Records from a collection
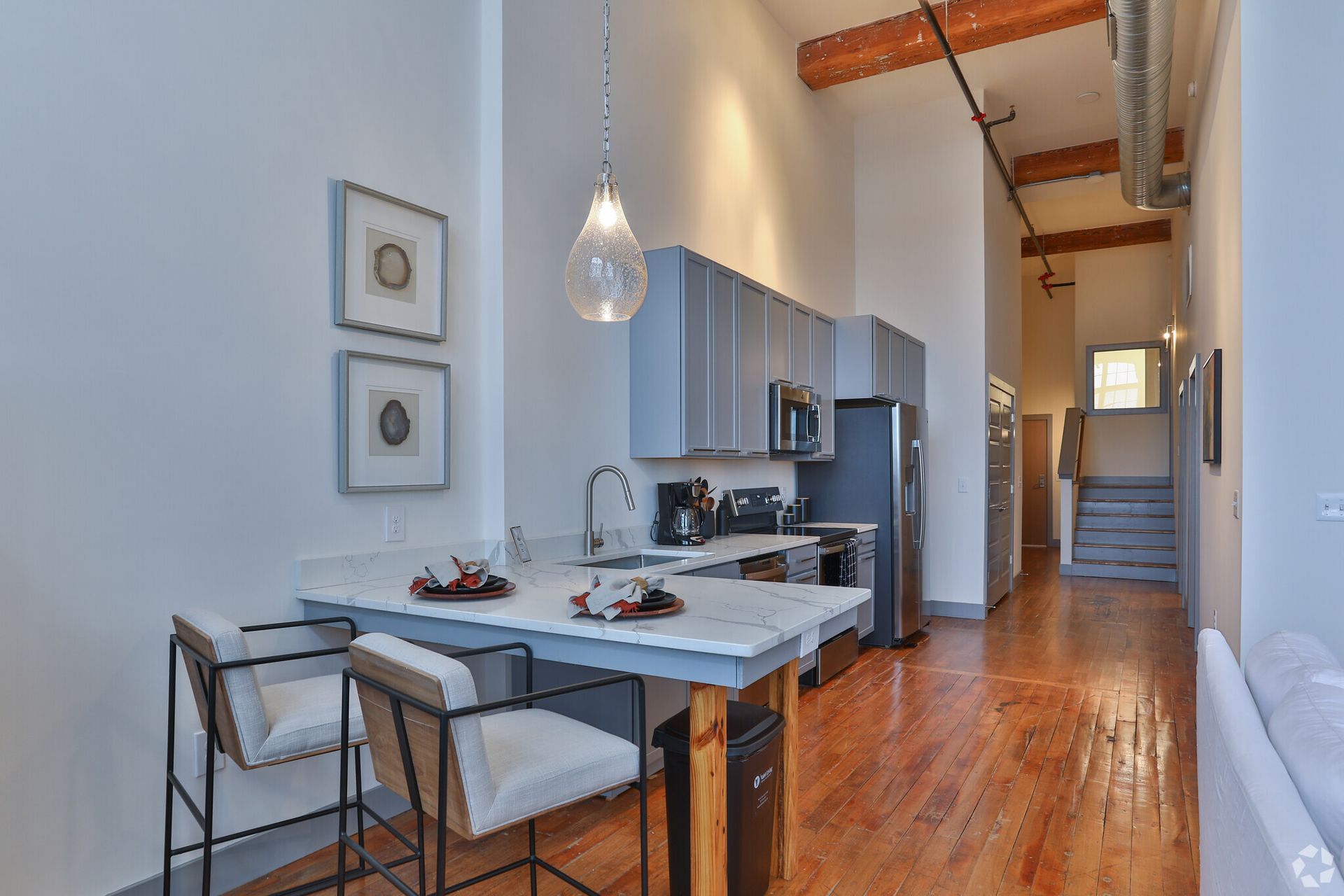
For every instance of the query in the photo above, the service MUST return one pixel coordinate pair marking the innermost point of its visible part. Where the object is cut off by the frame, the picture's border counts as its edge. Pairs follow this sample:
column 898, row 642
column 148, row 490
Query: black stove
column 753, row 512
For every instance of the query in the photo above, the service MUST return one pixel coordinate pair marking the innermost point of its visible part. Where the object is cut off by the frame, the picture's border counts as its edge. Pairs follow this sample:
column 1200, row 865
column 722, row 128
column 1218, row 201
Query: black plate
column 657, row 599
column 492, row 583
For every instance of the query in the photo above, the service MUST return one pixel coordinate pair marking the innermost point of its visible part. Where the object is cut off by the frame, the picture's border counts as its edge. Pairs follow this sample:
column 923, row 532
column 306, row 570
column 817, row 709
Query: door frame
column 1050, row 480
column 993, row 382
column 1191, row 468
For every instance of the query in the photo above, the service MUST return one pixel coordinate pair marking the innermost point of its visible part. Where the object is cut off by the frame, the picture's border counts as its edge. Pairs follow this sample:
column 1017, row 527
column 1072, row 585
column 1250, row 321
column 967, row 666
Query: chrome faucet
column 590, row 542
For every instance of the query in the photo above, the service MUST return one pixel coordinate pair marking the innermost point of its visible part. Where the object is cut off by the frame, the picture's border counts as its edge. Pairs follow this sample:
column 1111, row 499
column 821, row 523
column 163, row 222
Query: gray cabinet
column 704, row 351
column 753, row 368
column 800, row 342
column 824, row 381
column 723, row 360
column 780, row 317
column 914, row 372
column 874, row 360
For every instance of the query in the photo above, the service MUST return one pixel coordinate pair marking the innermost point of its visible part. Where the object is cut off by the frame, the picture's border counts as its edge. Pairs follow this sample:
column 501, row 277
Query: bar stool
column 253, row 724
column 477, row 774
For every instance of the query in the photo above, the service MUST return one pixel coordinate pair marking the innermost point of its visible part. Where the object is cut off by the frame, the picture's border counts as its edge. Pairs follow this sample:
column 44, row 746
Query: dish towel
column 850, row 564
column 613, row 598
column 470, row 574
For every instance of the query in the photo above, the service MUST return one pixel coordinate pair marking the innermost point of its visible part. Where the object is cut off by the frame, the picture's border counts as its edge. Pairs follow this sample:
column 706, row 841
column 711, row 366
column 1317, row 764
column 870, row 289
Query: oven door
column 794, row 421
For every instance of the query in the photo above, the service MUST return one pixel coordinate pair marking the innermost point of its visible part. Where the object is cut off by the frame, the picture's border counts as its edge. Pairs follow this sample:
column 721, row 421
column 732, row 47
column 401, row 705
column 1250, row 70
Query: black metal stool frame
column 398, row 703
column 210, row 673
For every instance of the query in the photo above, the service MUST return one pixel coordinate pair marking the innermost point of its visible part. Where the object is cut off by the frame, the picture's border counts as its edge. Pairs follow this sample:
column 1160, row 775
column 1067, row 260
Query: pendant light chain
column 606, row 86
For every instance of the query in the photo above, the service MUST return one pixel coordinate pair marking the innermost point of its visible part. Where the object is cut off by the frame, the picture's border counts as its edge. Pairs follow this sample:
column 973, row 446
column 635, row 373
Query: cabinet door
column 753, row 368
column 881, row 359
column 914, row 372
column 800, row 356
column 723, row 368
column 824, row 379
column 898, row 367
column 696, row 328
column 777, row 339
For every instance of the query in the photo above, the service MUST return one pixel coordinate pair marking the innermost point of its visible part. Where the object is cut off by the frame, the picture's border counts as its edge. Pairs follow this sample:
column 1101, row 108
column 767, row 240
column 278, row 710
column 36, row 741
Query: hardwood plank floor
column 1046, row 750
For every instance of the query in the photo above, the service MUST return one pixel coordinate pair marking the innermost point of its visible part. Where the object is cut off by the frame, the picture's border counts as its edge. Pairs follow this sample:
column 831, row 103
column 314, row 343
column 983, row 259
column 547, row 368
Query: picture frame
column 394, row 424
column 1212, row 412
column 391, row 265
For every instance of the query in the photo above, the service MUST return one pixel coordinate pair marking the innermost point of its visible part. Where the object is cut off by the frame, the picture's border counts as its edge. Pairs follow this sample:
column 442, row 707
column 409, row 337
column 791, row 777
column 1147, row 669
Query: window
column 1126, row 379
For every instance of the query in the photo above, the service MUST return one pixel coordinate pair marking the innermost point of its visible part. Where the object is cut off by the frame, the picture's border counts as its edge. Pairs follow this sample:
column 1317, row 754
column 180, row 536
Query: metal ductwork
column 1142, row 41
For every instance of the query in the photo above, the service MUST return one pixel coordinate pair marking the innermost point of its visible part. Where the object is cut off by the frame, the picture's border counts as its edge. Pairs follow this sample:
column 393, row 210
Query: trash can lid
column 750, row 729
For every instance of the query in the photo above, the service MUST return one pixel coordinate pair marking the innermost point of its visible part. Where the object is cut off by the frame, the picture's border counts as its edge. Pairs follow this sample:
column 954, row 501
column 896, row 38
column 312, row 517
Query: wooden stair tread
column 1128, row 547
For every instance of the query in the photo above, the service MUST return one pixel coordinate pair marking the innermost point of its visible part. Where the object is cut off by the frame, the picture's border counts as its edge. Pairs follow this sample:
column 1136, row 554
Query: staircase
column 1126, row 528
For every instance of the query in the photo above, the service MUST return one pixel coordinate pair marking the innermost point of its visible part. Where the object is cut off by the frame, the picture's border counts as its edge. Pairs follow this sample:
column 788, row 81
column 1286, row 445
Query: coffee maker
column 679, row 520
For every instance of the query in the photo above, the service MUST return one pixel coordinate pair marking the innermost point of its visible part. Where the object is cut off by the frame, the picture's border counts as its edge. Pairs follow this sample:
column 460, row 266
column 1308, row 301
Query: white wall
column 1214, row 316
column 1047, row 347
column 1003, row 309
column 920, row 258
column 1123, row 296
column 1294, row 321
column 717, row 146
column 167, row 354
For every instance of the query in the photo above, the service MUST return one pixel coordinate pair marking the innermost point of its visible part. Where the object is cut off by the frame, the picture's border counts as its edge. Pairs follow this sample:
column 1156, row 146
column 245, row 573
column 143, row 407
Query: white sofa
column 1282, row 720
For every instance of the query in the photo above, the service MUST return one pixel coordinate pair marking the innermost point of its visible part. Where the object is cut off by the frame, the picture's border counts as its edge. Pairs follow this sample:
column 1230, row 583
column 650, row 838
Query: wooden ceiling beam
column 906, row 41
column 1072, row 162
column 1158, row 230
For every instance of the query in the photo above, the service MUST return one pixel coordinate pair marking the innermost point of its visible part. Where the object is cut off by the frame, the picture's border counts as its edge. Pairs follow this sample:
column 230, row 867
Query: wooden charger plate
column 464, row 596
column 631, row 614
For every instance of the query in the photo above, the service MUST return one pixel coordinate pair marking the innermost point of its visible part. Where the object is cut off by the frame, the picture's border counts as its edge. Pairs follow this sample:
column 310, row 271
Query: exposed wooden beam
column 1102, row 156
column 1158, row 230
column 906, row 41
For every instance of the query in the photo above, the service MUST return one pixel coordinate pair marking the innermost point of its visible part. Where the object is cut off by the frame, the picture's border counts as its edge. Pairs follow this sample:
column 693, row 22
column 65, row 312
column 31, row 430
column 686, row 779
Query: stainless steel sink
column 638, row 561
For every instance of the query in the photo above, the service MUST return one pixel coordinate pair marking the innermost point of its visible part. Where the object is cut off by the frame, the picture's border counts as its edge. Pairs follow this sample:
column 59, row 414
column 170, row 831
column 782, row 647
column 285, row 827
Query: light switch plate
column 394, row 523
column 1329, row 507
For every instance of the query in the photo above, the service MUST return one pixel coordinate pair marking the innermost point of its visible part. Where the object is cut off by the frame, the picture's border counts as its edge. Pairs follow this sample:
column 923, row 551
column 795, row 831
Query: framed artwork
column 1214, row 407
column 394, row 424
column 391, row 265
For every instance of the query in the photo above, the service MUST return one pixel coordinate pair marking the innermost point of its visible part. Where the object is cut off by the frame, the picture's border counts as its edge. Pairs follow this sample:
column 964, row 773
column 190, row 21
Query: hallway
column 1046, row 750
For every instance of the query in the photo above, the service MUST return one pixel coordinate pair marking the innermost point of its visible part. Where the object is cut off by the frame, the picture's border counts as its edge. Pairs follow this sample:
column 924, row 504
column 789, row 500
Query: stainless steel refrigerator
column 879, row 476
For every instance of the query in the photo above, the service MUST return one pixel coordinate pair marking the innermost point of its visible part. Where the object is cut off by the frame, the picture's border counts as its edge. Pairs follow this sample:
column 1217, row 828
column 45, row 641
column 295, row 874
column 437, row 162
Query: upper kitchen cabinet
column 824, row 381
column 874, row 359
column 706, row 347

EXERCISE GOAL ::
Pull out the lines of the records word for word, starting at the beginning of the records and ending at the line that contains "column 753, row 512", with both ends included. Leave the pictures out of your answer.

THE ANSWER ::
For every instance of the query in the photo above, the service MUST return one pixel coordinate pair marking the innermost point of its visible part. Where the object is cut off by the frame, the picture's border counts as its edge. Pairs follow this sample:
column 898, row 642
column 148, row 490
Query: black stove
column 753, row 512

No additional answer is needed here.